__INPUT RECORDS__
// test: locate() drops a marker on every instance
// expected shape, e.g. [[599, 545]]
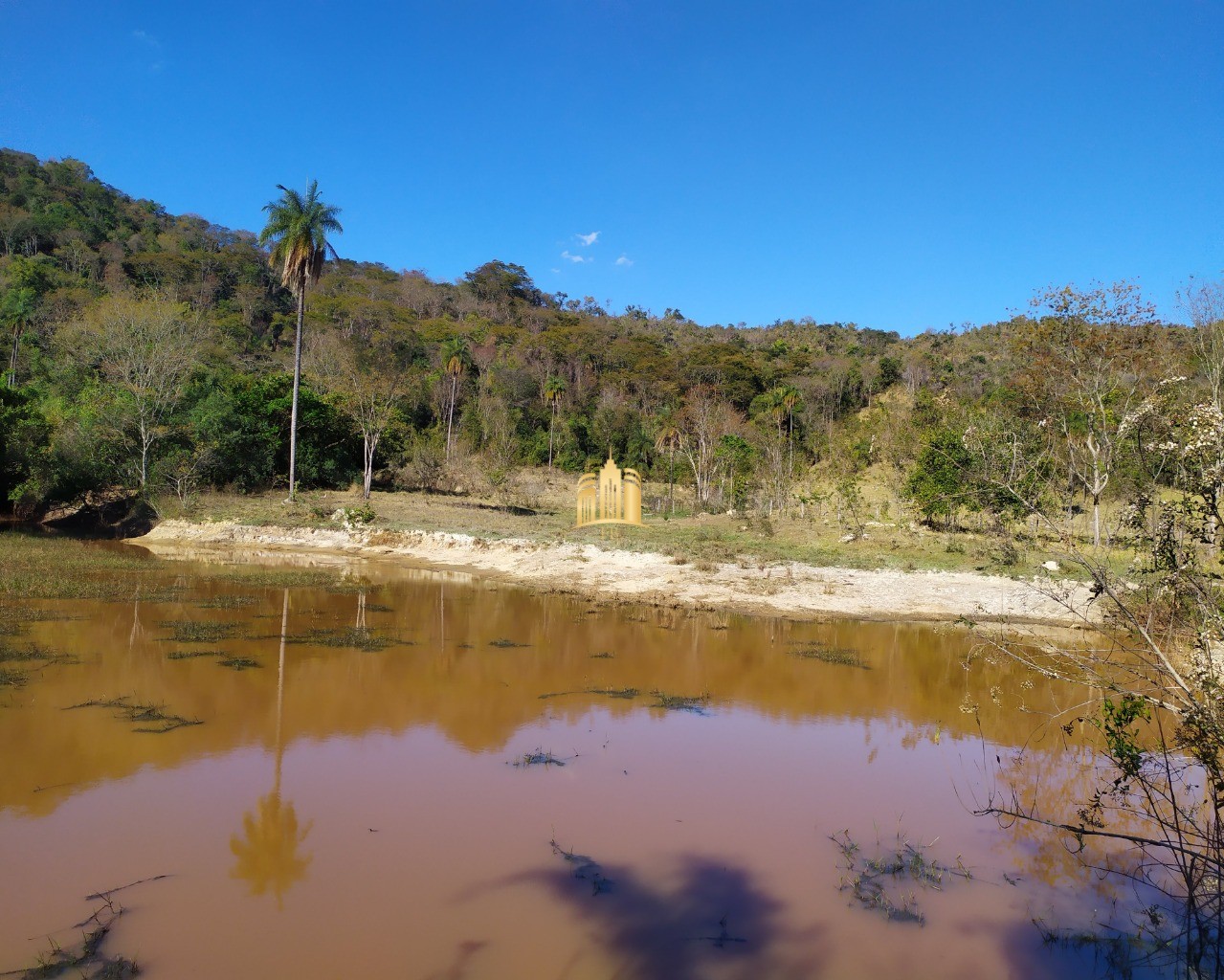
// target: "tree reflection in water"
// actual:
[[266, 856]]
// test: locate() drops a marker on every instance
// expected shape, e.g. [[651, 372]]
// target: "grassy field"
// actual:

__SHORT TASK__
Make an exact copy of the records above, with the pictures left out.

__RESULT OF THE EXERCISE__
// test: locate() drops a marker on every instance
// expected shape, e.g. [[599, 545]]
// target: "tree reflection in water"
// actual:
[[266, 856]]
// test: locate() drops a marker on every instance
// expected shape, e.g. [[651, 372]]
// target: "grassy field"
// actual:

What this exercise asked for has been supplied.